>> START
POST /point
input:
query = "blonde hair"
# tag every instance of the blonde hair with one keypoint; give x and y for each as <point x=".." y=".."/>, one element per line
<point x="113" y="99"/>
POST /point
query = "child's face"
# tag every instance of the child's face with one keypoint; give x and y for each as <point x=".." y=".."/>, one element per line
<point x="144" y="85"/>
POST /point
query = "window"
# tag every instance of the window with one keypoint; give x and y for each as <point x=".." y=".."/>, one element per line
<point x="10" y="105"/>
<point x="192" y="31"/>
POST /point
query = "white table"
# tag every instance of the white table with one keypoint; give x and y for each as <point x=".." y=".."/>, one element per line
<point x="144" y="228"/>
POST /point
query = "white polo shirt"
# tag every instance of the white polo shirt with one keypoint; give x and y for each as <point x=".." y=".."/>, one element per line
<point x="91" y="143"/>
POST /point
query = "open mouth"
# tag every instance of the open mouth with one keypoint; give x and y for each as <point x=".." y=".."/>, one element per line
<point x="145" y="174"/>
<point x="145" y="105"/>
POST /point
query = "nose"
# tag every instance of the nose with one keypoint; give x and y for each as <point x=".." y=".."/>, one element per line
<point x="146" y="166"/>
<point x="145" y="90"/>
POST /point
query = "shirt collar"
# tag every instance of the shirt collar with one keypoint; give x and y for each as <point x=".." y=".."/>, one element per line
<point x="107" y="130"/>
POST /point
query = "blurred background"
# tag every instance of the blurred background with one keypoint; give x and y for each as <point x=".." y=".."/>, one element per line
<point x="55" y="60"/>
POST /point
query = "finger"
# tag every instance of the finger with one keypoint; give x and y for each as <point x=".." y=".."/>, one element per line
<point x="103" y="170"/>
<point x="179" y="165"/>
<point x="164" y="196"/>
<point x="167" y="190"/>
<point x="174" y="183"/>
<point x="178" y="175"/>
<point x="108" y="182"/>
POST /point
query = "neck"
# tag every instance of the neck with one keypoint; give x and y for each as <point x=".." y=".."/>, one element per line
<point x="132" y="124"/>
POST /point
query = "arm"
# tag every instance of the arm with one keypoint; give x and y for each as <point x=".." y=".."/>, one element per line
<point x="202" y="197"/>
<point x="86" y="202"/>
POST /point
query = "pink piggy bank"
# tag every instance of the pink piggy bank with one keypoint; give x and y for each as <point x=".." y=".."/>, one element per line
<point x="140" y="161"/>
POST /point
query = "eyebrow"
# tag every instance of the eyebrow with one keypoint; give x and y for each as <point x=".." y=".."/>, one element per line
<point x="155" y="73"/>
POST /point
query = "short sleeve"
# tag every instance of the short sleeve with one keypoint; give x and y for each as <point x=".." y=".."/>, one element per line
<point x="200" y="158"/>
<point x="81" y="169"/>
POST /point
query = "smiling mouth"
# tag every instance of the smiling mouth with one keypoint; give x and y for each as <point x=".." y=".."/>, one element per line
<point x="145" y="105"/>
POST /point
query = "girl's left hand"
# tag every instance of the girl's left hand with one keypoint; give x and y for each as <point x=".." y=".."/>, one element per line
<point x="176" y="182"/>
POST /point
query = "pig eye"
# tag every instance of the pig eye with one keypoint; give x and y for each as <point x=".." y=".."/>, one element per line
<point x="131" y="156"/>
>> END
**WORK INSTRUCTIONS**. The entries above must be returned exactly.

**SOLUTION TO THIS PROBLEM**.
POST /point
input:
query = "blonde hair"
# tag every instance of the blonde hair with one keypoint; give x and y for each as <point x=".." y=".."/>, one element per line
<point x="113" y="99"/>
POST /point
query = "child's face"
# tag every instance of the child's face with one keypoint; give x and y for each as <point x=".." y=".."/>, one element per line
<point x="144" y="85"/>
POST /point
query = "window"
# tag every instance of the window with one keypoint; give x and y for each as <point x=".." y=".."/>, one element per line
<point x="10" y="105"/>
<point x="192" y="31"/>
POST /point
query = "white table"
# tag every instance of the white table with one keypoint; give x and y for each as <point x=".." y=".."/>, one element per line
<point x="144" y="228"/>
POST /point
query = "white polo shirt"
# tag every instance of the white polo shirt with one keypoint; give x and y for each as <point x=".." y=".."/>, one element per line
<point x="91" y="143"/>
POST /point
query = "open mouth"
# tag every instance of the open mouth with one keypoint; give x and y for each as <point x=".." y=".."/>, one element per line
<point x="145" y="174"/>
<point x="145" y="105"/>
POST /point
query = "nose"
# tag every instance of the nose with one keypoint; give x and y for each as <point x=".." y=".."/>, one element per line
<point x="146" y="166"/>
<point x="145" y="90"/>
POST /point
query = "shirt collar"
# tag every instance of the shirt collar with one keypoint; give x and y for each as <point x=".." y=".."/>, one element per line
<point x="107" y="130"/>
POST /point
query = "blurred background"
# tag every instance of the blurred background with one keypoint; give x and y for each as <point x=".." y=".."/>, one element per line
<point x="55" y="60"/>
POST /point
query = "finger"
# tag every instance of the finger with one keypoint; give x and y for each as <point x=".." y=".."/>, one element per line
<point x="103" y="170"/>
<point x="179" y="165"/>
<point x="164" y="196"/>
<point x="167" y="190"/>
<point x="174" y="183"/>
<point x="178" y="175"/>
<point x="108" y="182"/>
POST /point
query = "neck"
# tag every instance of the neck with one keypoint; give x and y for each as <point x=".." y=".."/>, one element per line
<point x="132" y="124"/>
POST /point
query = "arm"
# tag every instance of the arm with one keypoint; give x and y for each as <point x=".." y=".."/>, one element per line
<point x="202" y="197"/>
<point x="86" y="202"/>
POST /point
query = "pink piggy bank"
# tag every instance of the pink piggy bank with one keypoint; give x and y for each as <point x=".." y=".."/>, one element per line
<point x="140" y="161"/>
POST /point
query = "eyebrow"
# tag every instance of the eyebrow with one keypoint; give x and y for each as <point x=".." y=".."/>, one element per line
<point x="155" y="73"/>
POST /point
query = "short sleeve"
# tag every instance of the short sleeve with one keypoint; give x and y for each as <point x=".." y=".."/>, one element per line
<point x="200" y="158"/>
<point x="81" y="169"/>
POST /point
query = "smiling mouth"
# tag every instance of the smiling mouth with one keypoint; give x and y for each as <point x=".." y=".."/>, one element per line
<point x="145" y="105"/>
POST /point
query = "girl's left hand"
# tag every instance of the girl's left hand with one keypoint; give x and y for each as <point x=".." y=".."/>, one element per line
<point x="176" y="182"/>
POST /point
query = "pig eye"
# tag every instance of the pig eye with one keypoint; give x and y for each as <point x=".." y=".."/>, one element per line
<point x="131" y="156"/>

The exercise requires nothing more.